Wednesday, January 6, 2010

Man oh Manifesto

A few weeks ago, I came across an article about writing a manifesto. I had a vague idea of what a manifesto was, sort of a “rules to live by” meets “wild-eyed fanatic” mash-up (another new word that’s already overused.) So of course I immediately thought, ahh, here’s some blog material. Because that’s how I usually think. (Not really.)

First, I imagined what sort of manifesto I would write. Clearly, it would be funny. Very moving and deep, in a funny way. Perfect, actually. Except that I don’t usually write things like manifestos. They’re too concrete and directive. And they use big words. Bigger words than I use because I’m not very deep, or a concrete thinker, or inclined to issuing directives. I mean, really, how am I to know what others should do? I barely know what I should do.

Second, I realized that if I actually had a shot at creating a moving, deep and yet pee-your-pants-funny manifesto, I better see what one looked like. Or even maybe just look up the definition. To be honest, this is always what I realize at this point. It's my "go to" second step. Research. I research. A lot. Because that’s a great way to act like you’re working, while not really actually working.

----

What to work on: What does the blog post about writing a manifesto name as the writer's "go to" second step? The material that comes next is from a separate source and has no connection to the blog post.

----

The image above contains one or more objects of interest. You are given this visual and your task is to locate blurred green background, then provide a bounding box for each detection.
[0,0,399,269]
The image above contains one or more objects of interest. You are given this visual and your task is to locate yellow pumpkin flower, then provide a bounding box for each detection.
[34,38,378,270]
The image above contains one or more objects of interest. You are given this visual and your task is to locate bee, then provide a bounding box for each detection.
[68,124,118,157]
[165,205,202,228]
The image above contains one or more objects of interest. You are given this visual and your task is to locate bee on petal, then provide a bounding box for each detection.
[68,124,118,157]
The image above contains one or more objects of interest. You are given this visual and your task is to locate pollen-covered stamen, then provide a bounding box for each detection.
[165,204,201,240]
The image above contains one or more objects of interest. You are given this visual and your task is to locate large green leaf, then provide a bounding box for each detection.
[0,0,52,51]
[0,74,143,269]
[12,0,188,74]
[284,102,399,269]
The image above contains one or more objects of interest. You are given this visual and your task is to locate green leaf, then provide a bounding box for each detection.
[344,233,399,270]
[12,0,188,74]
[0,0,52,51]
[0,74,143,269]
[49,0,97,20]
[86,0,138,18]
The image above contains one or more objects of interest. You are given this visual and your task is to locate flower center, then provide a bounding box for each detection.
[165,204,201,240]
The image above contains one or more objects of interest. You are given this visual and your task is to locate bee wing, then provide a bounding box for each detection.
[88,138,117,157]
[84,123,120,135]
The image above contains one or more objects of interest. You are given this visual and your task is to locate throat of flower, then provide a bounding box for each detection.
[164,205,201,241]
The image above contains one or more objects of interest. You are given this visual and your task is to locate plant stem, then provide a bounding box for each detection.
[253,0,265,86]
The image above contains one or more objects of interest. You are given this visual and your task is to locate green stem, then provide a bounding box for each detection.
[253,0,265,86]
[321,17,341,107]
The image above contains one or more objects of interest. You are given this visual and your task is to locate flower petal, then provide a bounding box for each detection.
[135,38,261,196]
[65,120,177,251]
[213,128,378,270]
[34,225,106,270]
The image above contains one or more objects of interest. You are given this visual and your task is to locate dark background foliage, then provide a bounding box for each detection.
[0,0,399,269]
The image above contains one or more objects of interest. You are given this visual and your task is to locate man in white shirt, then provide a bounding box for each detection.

----

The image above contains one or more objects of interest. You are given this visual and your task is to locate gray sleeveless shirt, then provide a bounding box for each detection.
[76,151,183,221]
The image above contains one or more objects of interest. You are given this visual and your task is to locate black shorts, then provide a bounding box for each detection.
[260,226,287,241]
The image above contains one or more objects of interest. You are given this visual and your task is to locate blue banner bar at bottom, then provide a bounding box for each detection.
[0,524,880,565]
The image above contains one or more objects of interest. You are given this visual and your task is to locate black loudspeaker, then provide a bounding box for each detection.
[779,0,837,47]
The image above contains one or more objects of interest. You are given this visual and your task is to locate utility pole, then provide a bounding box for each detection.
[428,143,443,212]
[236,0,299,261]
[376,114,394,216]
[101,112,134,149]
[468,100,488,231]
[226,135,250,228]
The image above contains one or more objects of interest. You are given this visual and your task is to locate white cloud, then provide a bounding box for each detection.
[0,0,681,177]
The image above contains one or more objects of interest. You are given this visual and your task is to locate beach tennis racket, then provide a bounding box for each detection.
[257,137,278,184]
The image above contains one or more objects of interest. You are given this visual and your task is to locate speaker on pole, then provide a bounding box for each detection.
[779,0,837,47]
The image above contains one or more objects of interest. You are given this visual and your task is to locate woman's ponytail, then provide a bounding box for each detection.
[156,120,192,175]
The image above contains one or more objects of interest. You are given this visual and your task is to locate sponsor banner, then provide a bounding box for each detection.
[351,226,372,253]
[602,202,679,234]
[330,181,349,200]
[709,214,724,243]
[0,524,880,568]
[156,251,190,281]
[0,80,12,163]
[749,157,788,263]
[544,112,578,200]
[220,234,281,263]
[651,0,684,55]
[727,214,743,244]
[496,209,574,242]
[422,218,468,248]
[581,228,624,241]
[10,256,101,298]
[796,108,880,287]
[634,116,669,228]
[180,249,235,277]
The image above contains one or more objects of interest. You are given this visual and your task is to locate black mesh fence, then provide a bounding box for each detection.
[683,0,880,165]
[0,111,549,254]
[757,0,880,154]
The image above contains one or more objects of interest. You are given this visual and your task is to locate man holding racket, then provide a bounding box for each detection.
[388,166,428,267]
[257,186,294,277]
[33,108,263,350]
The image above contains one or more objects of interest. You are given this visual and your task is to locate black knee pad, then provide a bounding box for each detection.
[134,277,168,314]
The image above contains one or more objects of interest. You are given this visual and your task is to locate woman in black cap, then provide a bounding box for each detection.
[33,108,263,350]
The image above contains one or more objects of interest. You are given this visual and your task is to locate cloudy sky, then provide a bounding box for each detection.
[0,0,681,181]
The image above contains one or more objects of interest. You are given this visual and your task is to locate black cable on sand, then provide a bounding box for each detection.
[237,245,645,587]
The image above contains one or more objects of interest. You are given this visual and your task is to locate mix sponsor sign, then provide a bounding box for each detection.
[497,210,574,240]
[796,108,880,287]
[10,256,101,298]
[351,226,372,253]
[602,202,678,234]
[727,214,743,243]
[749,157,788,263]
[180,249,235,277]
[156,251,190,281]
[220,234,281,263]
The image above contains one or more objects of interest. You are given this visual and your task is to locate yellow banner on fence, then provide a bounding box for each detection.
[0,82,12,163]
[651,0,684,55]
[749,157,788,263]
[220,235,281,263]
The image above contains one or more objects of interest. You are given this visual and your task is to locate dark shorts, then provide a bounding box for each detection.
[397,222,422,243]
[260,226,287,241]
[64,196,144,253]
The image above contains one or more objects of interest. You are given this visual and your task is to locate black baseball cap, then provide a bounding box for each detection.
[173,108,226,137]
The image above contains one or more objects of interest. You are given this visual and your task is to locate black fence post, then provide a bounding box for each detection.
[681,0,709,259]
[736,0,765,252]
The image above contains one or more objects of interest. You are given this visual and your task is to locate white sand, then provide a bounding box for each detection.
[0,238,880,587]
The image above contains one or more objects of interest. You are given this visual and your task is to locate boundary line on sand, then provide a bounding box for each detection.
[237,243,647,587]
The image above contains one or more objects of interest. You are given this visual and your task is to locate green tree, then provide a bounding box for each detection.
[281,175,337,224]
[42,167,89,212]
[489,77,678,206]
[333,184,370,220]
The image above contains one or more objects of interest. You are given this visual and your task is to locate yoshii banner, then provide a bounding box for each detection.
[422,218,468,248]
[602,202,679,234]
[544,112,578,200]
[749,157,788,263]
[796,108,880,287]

----

Problem solution: Research.